## REQUEST
From the records below, pick out and copy each line that contains the word "hanging".

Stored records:
★ ★ ★ ★ ★
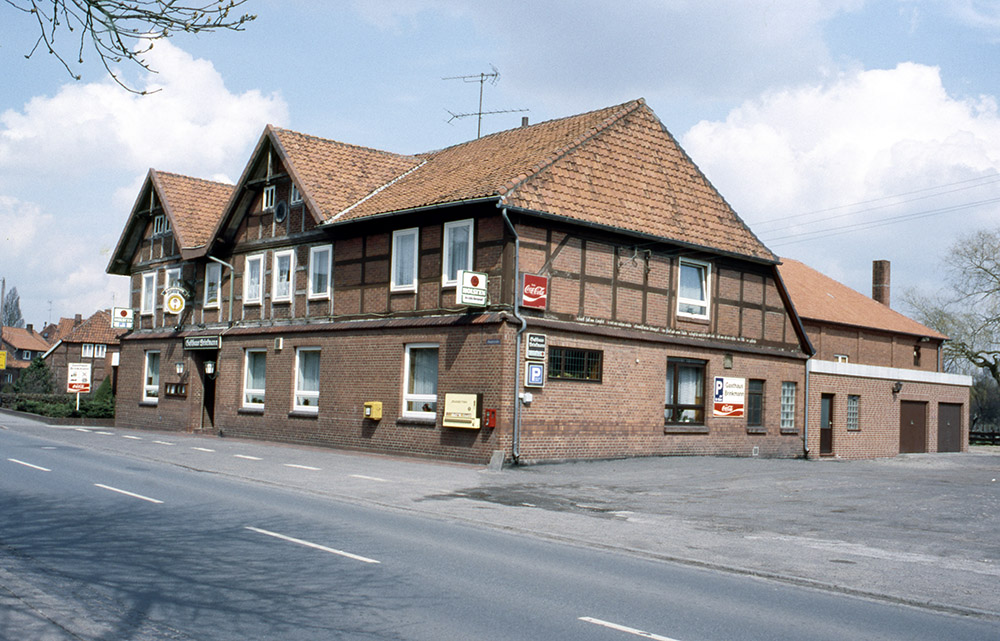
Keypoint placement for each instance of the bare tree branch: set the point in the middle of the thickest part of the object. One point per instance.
(121, 30)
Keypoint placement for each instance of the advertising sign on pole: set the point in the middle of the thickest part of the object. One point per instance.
(729, 399)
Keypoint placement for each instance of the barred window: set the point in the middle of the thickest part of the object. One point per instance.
(567, 363)
(853, 412)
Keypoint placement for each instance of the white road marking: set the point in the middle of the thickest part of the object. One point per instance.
(623, 628)
(369, 478)
(34, 467)
(316, 546)
(127, 493)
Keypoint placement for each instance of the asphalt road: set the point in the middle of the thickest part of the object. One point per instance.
(101, 539)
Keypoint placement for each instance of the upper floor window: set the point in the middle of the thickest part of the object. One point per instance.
(267, 200)
(213, 282)
(457, 252)
(283, 269)
(693, 288)
(253, 280)
(319, 271)
(148, 293)
(161, 224)
(404, 260)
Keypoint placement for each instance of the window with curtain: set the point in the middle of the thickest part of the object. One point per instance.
(685, 398)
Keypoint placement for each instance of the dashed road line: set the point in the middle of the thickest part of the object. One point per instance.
(34, 467)
(315, 546)
(127, 493)
(624, 628)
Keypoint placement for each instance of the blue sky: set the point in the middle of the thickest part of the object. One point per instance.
(842, 131)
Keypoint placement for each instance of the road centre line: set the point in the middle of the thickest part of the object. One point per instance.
(369, 478)
(34, 467)
(315, 546)
(127, 493)
(623, 628)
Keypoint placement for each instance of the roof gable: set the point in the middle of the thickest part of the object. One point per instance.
(819, 298)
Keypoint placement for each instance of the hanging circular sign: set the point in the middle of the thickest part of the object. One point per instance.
(173, 301)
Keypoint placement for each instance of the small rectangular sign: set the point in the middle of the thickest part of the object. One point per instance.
(472, 288)
(535, 292)
(729, 399)
(535, 350)
(202, 342)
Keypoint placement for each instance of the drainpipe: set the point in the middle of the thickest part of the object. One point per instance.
(516, 440)
(232, 276)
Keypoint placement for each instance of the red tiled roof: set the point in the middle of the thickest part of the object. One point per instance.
(819, 298)
(193, 205)
(96, 329)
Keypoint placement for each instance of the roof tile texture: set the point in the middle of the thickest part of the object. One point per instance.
(820, 298)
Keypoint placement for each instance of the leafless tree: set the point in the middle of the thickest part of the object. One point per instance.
(121, 30)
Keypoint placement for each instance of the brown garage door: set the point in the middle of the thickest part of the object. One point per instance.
(949, 427)
(912, 427)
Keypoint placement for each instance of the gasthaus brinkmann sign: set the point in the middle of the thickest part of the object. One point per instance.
(729, 399)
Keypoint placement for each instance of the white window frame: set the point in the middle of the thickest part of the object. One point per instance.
(259, 299)
(706, 284)
(151, 393)
(789, 394)
(267, 198)
(253, 393)
(414, 262)
(147, 298)
(301, 396)
(409, 397)
(276, 282)
(213, 274)
(313, 264)
(470, 225)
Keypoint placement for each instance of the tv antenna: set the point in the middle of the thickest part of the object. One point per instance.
(481, 78)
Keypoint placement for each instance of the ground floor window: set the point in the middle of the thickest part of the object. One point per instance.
(253, 378)
(853, 412)
(420, 381)
(789, 390)
(151, 377)
(307, 379)
(685, 399)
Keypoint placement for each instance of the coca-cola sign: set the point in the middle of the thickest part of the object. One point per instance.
(535, 293)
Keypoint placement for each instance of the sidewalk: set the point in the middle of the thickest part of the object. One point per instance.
(916, 529)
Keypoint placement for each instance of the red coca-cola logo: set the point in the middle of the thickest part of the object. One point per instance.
(535, 292)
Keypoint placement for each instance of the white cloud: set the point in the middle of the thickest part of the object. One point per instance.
(857, 140)
(71, 165)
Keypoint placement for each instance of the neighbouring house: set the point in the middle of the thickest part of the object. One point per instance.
(875, 383)
(92, 342)
(570, 289)
(23, 345)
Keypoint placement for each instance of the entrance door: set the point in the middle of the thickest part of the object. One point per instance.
(826, 424)
(912, 427)
(949, 427)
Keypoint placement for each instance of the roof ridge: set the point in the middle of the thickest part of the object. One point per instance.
(620, 112)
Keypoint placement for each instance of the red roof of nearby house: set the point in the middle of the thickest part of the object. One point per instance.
(819, 298)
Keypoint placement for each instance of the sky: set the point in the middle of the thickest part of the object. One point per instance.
(841, 131)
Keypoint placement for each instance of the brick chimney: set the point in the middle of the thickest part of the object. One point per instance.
(880, 281)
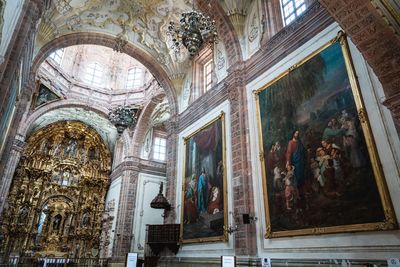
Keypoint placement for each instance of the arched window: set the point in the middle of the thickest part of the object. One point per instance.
(57, 56)
(208, 75)
(291, 9)
(94, 74)
(135, 78)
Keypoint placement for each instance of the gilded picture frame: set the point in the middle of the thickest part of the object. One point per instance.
(204, 191)
(319, 162)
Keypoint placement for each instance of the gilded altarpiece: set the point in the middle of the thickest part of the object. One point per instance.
(57, 197)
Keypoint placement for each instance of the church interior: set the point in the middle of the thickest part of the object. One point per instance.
(199, 133)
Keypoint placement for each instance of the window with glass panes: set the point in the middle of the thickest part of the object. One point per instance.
(292, 9)
(207, 76)
(159, 148)
(57, 56)
(135, 78)
(94, 74)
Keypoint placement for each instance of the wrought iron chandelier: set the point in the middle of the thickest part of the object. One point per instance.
(123, 117)
(193, 31)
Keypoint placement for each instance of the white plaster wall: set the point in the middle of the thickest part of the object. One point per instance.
(113, 194)
(148, 188)
(220, 62)
(252, 30)
(214, 249)
(12, 12)
(361, 245)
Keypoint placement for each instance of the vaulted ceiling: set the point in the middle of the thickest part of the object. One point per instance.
(141, 22)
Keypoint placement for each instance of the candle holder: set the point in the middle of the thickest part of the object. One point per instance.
(230, 229)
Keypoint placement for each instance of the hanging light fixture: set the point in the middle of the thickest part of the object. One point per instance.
(193, 31)
(123, 117)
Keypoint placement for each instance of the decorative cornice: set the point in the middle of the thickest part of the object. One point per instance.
(139, 165)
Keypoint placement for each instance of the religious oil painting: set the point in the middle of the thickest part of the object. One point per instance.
(204, 184)
(321, 171)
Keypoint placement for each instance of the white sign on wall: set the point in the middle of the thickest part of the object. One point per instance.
(228, 261)
(131, 260)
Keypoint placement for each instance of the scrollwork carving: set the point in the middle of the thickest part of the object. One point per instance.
(58, 192)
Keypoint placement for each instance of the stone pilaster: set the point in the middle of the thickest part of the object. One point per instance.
(172, 144)
(127, 199)
(12, 162)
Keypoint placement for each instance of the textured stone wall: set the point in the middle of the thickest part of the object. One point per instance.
(376, 40)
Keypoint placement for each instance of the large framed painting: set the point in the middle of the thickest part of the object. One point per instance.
(204, 200)
(321, 171)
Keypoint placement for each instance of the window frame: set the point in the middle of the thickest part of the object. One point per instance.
(134, 78)
(295, 8)
(157, 149)
(203, 59)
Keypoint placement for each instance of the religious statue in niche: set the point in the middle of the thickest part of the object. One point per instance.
(23, 215)
(66, 176)
(56, 150)
(86, 220)
(56, 177)
(45, 146)
(93, 153)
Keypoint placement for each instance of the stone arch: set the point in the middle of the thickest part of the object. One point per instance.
(143, 124)
(225, 29)
(130, 49)
(24, 129)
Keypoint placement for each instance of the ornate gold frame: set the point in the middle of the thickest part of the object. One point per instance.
(224, 237)
(390, 219)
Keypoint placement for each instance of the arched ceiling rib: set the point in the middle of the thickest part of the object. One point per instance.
(141, 22)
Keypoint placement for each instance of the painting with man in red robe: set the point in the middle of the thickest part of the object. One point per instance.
(318, 173)
(203, 208)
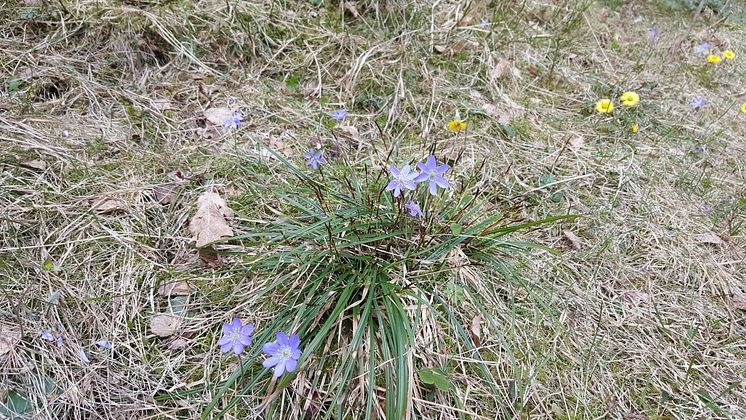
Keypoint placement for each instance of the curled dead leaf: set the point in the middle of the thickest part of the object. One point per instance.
(179, 288)
(39, 165)
(10, 336)
(709, 238)
(109, 205)
(218, 116)
(575, 242)
(738, 300)
(164, 325)
(209, 222)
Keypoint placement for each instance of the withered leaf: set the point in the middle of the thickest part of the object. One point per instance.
(179, 288)
(575, 242)
(164, 325)
(209, 222)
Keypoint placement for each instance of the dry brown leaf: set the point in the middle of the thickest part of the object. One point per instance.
(475, 330)
(738, 300)
(709, 238)
(218, 116)
(34, 164)
(575, 242)
(10, 336)
(179, 288)
(577, 143)
(178, 344)
(164, 325)
(209, 222)
(109, 205)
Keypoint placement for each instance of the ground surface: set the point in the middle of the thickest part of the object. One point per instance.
(102, 102)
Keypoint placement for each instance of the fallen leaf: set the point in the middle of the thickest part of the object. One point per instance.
(575, 242)
(164, 325)
(109, 205)
(351, 8)
(179, 288)
(738, 300)
(475, 330)
(709, 238)
(178, 344)
(218, 116)
(209, 222)
(10, 335)
(34, 164)
(577, 143)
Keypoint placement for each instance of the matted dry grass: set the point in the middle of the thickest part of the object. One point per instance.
(639, 322)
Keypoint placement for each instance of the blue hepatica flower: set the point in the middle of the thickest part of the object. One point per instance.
(654, 35)
(702, 48)
(236, 336)
(283, 354)
(403, 180)
(432, 173)
(233, 121)
(414, 209)
(339, 114)
(314, 158)
(698, 103)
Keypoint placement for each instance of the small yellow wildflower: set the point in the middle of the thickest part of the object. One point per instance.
(630, 98)
(457, 125)
(604, 106)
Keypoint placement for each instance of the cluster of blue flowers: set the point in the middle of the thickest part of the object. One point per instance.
(283, 353)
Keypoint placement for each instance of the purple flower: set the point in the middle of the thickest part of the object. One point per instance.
(233, 121)
(236, 336)
(414, 209)
(698, 103)
(433, 173)
(314, 158)
(403, 179)
(284, 353)
(339, 114)
(654, 35)
(702, 48)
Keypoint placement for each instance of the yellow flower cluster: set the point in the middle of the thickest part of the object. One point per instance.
(629, 98)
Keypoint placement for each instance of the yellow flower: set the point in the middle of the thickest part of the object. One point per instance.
(604, 106)
(630, 98)
(457, 125)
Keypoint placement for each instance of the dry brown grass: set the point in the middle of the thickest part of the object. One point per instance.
(638, 322)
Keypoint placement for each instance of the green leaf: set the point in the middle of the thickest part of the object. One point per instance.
(17, 404)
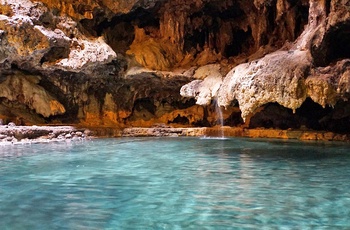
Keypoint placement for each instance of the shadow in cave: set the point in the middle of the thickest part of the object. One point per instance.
(335, 45)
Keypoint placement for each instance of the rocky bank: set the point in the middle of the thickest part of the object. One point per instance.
(276, 64)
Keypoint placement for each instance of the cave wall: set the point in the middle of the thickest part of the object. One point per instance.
(124, 63)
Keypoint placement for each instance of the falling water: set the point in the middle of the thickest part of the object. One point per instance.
(220, 121)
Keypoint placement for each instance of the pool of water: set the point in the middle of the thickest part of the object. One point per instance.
(175, 183)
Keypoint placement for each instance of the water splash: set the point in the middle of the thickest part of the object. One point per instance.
(220, 119)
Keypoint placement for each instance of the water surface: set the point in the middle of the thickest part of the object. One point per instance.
(175, 183)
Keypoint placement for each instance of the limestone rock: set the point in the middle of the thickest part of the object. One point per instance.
(25, 89)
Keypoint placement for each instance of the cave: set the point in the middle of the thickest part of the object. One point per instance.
(311, 114)
(241, 42)
(335, 45)
(180, 120)
(273, 115)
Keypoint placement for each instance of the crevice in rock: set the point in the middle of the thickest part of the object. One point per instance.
(273, 115)
(311, 114)
(179, 120)
(335, 45)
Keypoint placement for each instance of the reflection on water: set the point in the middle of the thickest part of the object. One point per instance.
(175, 183)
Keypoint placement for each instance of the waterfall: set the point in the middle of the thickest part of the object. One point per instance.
(220, 118)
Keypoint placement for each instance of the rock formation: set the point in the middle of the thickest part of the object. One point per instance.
(273, 64)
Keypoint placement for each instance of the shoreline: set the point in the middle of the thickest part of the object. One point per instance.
(12, 134)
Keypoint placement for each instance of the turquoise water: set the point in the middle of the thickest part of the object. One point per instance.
(175, 183)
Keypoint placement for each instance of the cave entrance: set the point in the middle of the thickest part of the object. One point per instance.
(335, 46)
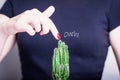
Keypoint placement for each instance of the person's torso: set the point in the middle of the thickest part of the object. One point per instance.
(83, 25)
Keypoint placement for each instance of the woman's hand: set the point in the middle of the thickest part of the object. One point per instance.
(32, 21)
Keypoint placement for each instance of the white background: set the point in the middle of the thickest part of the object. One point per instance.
(10, 66)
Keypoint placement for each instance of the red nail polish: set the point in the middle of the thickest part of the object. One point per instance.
(58, 36)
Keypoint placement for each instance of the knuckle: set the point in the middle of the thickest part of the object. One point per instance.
(17, 26)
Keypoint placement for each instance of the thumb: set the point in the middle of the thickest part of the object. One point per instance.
(49, 11)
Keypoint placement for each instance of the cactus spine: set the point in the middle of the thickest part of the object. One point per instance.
(60, 62)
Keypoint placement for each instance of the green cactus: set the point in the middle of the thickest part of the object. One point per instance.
(60, 62)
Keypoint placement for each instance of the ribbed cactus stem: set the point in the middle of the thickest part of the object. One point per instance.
(60, 62)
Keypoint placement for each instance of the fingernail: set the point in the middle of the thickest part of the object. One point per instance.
(58, 36)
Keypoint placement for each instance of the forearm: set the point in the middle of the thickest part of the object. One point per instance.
(3, 37)
(115, 43)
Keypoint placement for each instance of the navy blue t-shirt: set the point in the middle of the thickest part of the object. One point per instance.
(83, 24)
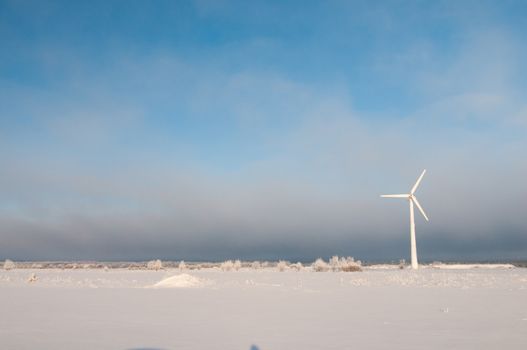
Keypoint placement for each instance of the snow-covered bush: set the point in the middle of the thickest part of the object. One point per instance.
(282, 265)
(298, 266)
(154, 265)
(32, 278)
(334, 262)
(344, 264)
(227, 265)
(9, 265)
(320, 265)
(350, 265)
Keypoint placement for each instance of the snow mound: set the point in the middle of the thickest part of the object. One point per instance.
(181, 281)
(471, 266)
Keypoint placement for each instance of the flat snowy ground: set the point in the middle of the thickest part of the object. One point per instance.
(478, 308)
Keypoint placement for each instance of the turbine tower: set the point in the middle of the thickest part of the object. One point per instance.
(412, 199)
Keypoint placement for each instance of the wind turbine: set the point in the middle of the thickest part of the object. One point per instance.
(412, 199)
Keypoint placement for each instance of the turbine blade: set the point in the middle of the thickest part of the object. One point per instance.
(419, 206)
(417, 182)
(395, 195)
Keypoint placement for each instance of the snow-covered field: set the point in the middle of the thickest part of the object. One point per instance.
(381, 307)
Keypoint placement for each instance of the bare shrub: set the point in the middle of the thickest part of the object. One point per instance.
(9, 265)
(154, 265)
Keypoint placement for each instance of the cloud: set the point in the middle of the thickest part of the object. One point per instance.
(162, 155)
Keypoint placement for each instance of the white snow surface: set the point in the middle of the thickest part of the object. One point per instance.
(379, 308)
(183, 280)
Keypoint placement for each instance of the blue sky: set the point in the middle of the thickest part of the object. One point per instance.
(225, 129)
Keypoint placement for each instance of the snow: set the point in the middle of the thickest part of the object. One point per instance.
(181, 281)
(483, 307)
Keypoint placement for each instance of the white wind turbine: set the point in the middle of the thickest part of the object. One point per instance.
(412, 199)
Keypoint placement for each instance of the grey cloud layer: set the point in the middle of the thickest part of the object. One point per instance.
(312, 192)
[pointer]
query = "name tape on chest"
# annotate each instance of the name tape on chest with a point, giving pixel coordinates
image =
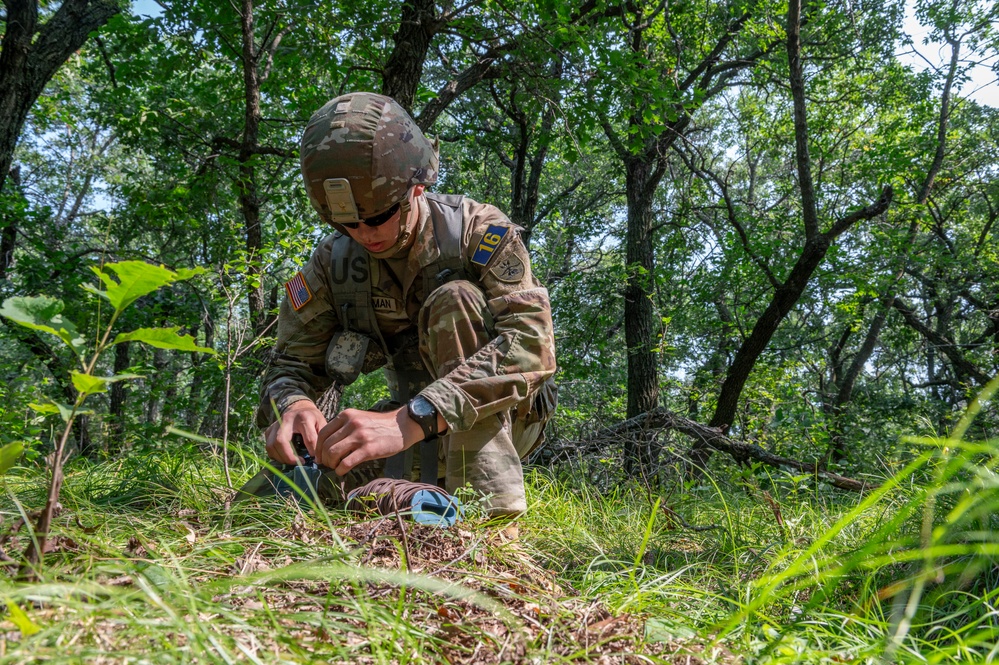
(384, 304)
(487, 246)
(298, 291)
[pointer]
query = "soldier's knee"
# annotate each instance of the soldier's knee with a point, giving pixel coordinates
(457, 296)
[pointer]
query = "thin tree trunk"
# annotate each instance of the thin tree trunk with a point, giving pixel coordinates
(8, 227)
(404, 68)
(116, 405)
(249, 202)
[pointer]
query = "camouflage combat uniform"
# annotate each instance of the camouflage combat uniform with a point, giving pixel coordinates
(480, 348)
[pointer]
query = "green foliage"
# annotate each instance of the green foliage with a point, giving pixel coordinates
(45, 314)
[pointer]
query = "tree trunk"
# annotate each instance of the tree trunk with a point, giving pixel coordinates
(404, 67)
(249, 201)
(31, 55)
(116, 403)
(8, 225)
(639, 317)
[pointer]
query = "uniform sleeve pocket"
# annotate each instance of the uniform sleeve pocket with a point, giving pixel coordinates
(318, 301)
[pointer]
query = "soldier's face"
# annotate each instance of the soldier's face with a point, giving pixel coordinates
(382, 238)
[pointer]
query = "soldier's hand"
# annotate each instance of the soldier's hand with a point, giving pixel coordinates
(302, 417)
(357, 436)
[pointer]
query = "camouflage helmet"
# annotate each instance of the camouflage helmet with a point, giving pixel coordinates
(360, 155)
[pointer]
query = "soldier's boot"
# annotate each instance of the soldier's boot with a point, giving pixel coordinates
(455, 325)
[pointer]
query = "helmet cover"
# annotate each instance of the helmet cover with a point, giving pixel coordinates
(374, 144)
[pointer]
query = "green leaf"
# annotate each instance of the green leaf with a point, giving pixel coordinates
(52, 408)
(21, 620)
(162, 338)
(88, 384)
(9, 454)
(137, 279)
(43, 313)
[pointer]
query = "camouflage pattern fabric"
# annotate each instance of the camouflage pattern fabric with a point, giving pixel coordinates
(487, 348)
(387, 154)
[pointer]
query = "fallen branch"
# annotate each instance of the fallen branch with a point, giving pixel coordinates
(659, 419)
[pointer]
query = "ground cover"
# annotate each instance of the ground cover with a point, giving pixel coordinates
(148, 565)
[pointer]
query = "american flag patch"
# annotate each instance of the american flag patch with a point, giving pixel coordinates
(298, 291)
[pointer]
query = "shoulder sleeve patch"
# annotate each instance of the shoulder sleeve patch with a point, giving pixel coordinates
(490, 241)
(298, 291)
(510, 269)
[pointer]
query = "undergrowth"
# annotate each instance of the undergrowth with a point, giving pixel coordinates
(148, 564)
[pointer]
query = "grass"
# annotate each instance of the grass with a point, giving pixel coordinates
(148, 566)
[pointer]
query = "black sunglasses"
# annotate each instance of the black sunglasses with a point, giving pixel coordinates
(375, 221)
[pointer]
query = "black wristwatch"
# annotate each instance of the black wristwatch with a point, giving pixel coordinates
(425, 414)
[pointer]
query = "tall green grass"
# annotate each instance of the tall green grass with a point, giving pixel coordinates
(766, 567)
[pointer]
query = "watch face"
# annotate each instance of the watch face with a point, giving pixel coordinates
(422, 408)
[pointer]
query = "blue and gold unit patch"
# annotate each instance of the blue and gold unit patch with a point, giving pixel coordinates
(298, 291)
(487, 246)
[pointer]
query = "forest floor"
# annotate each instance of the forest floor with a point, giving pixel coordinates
(148, 566)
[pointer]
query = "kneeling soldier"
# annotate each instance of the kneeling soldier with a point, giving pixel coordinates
(436, 289)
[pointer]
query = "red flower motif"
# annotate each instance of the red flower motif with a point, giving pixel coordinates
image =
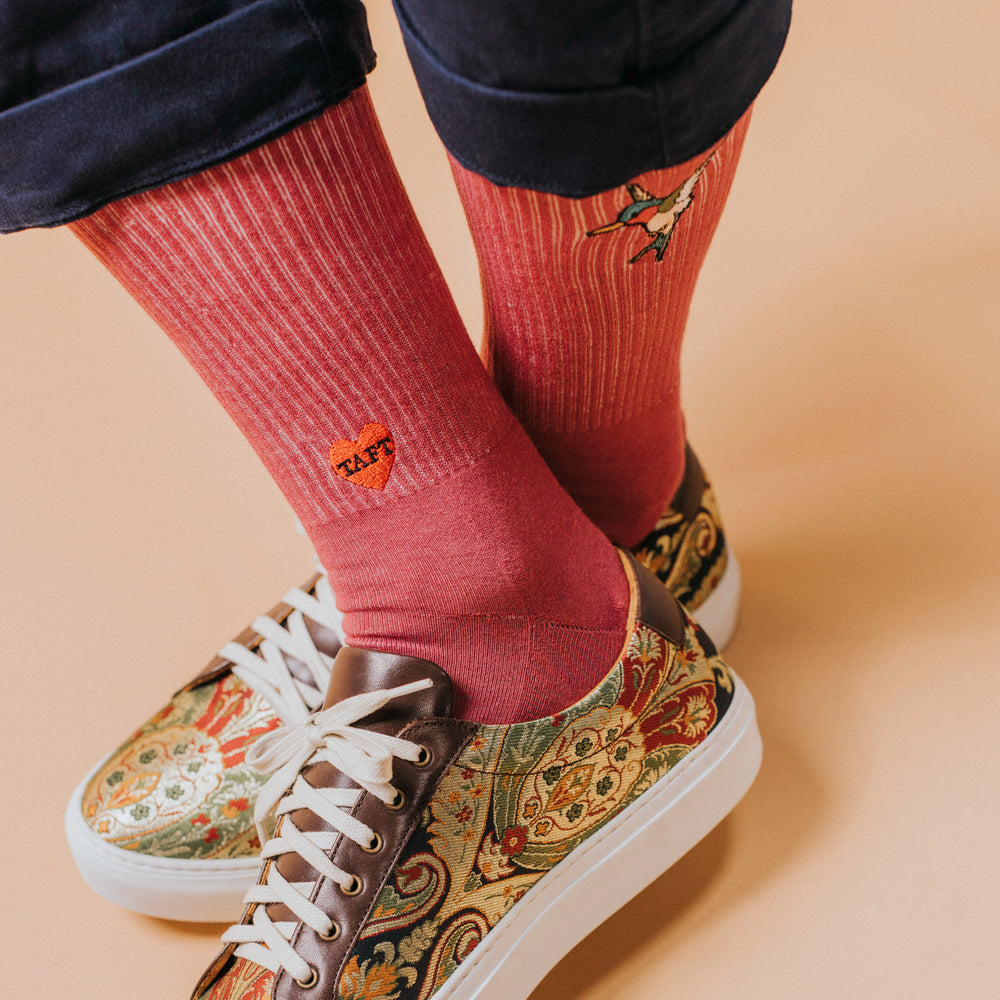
★ ★ ★ ★ ★
## COMPLETE RESPONSE
Keypoint placement for each instance of the hanging circular sign: set the point in the middle of the thickest part of the object. One point per instance.
Keypoint placement for each instance of the hanging light fixture: set the point in the middle of the thickest part of the object. One point per instance.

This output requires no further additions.